Exercise goal: Reproduce the passage of the dividend stock text below that begins with the words "1: Johnson &" and stops after "reduces risks further.".

Selected excerpt:
1: Johnson & Johnson
Johnson & Johnson (JNJ) is a high-quality dividend growth stock that has raised its payout for an incredible 60 years in a row. The company is diversified across pharmacology, medical tech, and consumer staples, with all three of these industries being resilient versus recession. Thanks to strong brands and the fact that healthcare needs have to be met no matter what, Johnson & Johnson has a lot of pricing power that helps protect the company against inflation. The company’s AAA-rated balance sheet is ultra-strong and reduces risks further.
Johnson & Johnson offers a dividend that yields 2.6% at current prices and that has just been raised by 7%. With the payout ratio not standing at an especially high level, and with further earnings-per-share growth being very likely in the coming years, investors can count on ongoing dividend growth in the mid-to-high single digits. Combined with the dividend yield, this should allow Johnson & Johnson to generate total returns in the 8%-10% range in the long run. Johnson & Johnson is not the highest-yielding income stock by far, but it is a very reliable, low-risk choice that can be very suitable for risk-averse investors.
2: Exxon Mobil
Exxon Mobil (XOM) is a leading oil and gas company that is diversified across production, refining, and marketing. On top of that, the company has a vast chemicals business that provides some additional diversification. In times of low oil prices, Exxon Mobil’s profitability declines. But in the current environment, when energy products are scarce and when inflation is running at multi-decade highs, Exxon Mobil is in a comfortable position where its profits are soaring and where it generates massive cash flows that can be used for shareholder returns. The company has raised its dividend 39 years in a row, which underlines that its management has a clear long-term focus aimed at creating shareholder value over many years.
Exxon Mobil is currently trading at only 8.2x forward earnings, which is one of the lowest valuations in many years. On top of that, the recent pullback in its shares has made Exxon Mobil’s dividend yield rise to a pretty nice 4.1%. Since the dividend will take up only around 30% of this year’s profits, investors can expect a meaningful dividend increase later this year. For investors that are more worried about inflation than a recession, Exxon Mobil could be a good pick.
3: Realty Income
Realty Income (O) is a triple-net lease REIT that primarily invests in retail properties. Its tenants include drug stores, post offices, dollar stores, etc. which is why the company is very resilient versus recessions, unlike retail REITs that own malls, where lower consumer spending is a major risk.

Localization data, one point per instance
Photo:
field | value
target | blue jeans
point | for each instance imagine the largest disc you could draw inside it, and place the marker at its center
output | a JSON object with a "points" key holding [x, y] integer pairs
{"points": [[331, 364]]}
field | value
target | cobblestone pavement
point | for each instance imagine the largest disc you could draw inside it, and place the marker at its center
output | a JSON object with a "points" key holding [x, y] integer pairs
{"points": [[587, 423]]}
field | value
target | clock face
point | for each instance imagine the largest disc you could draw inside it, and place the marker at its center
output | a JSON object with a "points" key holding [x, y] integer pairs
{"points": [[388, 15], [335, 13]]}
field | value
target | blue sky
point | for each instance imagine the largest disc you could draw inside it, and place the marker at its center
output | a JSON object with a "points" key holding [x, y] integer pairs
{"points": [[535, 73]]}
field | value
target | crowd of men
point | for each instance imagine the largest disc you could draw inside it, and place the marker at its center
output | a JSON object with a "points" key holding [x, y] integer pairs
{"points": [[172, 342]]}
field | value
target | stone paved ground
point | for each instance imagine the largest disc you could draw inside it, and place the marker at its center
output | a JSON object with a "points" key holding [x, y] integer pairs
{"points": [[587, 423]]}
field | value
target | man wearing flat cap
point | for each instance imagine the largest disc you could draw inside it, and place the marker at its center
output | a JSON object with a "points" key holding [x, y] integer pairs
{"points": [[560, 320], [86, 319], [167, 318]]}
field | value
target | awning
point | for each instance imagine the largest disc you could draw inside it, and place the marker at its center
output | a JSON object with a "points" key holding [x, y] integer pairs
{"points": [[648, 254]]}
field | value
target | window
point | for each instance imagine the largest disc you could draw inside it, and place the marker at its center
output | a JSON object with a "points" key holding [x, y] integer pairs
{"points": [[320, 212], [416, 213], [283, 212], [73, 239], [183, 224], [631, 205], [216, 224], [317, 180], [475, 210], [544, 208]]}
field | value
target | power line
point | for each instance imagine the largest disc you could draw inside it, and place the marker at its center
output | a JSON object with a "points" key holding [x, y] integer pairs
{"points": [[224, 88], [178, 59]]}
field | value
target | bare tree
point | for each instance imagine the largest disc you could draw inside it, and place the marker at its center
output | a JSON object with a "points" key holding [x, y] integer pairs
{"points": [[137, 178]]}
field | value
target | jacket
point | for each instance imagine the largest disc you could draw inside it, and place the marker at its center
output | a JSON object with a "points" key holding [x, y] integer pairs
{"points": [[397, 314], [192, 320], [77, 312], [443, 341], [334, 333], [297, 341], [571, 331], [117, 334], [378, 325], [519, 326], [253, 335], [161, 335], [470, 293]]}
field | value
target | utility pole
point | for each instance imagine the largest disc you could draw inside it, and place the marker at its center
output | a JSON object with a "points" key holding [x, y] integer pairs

Exercise response:
1: Johnson & Johnson
Johnson & Johnson (JNJ) is a high-quality dividend growth stock that has raised its payout for an incredible 60 years in a row. The company is diversified across pharmacology, medical tech, and consumer staples, with all three of these industries being resilient versus recession. Thanks to strong brands and the fact that healthcare needs have to be met no matter what, Johnson & Johnson has a lot of pricing power that helps protect the company against inflation. The company’s AAA-rated balance sheet is ultra-strong and reduces risks further.